:: Tasks for this exercise ::
1 – Answer these questions from the Docket Watch piece on Savely v. Utah Highway Patrol:
(a) In the opening scenario, where does the officer say you can go to ask for the cash back?
(b) What type of jurisdiction over the money does the case turn on?
(c) Which court decided the case, and by what margin?
2 – Carry on the Docket Watch piece on Savely v. Utah Highway Patrol from its final sentence.

:: Selected passage ::
Docket Watch: Savely v. Utah Highway Patrol
Suppose a police officer takes cash from you saying it is being forfeited but that you can go to the local state courthouse and ask for it back. What would you think when you got to court and the government insisted you had to go to federal court instead? Is it just for government to change the rules halfway through the game? Does it comply with due process?
Savely v. Utah Highway Patrol [1] grappled with that issue. In technical terms: when a state law enforcement officer seizes money for forfeiture under color of state law but the state fails to initiate forfeiture proceedings and a federal law enforcement agency initiates them instead, do state courts or federal court have in rem jurisdiction over the money? By unanimously deciding that the state court has jurisdiction, the Utah Supreme Court has provided important guidance on which procedures and protections – federal or state – apply in a given case.

:: Dataset records ::

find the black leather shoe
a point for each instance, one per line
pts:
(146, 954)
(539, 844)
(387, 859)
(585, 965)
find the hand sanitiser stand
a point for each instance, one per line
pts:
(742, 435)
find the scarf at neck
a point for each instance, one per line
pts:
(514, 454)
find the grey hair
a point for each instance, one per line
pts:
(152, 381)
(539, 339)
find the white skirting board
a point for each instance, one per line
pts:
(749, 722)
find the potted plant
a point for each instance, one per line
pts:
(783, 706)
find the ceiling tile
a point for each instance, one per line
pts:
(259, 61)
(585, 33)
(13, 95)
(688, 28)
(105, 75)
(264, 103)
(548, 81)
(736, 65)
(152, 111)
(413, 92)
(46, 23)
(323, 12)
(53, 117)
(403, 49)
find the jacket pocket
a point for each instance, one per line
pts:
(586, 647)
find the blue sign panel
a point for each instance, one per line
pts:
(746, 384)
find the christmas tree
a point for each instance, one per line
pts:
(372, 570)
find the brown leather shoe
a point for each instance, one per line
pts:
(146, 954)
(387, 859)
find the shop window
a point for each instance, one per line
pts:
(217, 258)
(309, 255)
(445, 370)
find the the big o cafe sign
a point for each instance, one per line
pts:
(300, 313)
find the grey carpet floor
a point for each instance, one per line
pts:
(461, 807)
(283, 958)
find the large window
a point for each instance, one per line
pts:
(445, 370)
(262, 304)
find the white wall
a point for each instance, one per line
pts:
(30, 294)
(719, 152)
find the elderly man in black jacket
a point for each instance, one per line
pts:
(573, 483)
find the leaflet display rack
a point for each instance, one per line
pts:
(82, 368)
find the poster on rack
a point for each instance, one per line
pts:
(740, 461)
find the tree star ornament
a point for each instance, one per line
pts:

:: Outputs in order ::
1 –
(a) The local state courthouse.
(b) In rem jurisdiction.
(c) The Utah Supreme Court decided it unanimously.

2 –
In November, 2016, Utah Highway Patrol seized nearly $500,000 cash from Kyle Savely. A UHP trooper stopped Mr. Savely for a minor traffic violation. When Mr. Savely refused a consensual search of his car, the trooper brought a K9 to the scene. After the dog alerted to the presence of drugs, the car was searched. No illicit substances were found, but the trooper did find fifty-two bundles of cash. The trooper seized the money and provided Mr. Savely an asset seizure notification form as required by Utah state law. [2]
Although the government later alluded to potential interstate criminal activity by Mr. Savely, no such charges have been brought against him. In fact, Mr. Savely was eventually found not guilty of the traffic offense after a bench trial that he himself did not even attend. [3]
After the seizure, the money sat in a UHP bank account. State law gives officials seventy-five days to begin forfeiture proceedings,[4] but no forfeiture proceedings were ever filed in state court. During this time, however, the DEA obtained a seizure warrant for the money from a federal magistrate judge so they could initiate federal forfeiture proceedings.
At the expiration of the seventy-five days Mr. Savely petitioned a state court for the return of his money. Although the state court originally agreed that the funds should be returned to Mr. Savely, the court reversed itself on a motion to reconsider and found that the seizure warrant issued by the federal magistrate had deprived state courts of in rem jurisdiction. Mr. Savely appealed.
All parties agreed that the first court to obtain in rem jurisdiction does so to the exclusion of all other courts. The question was whether the state district court or the federal district court did so first.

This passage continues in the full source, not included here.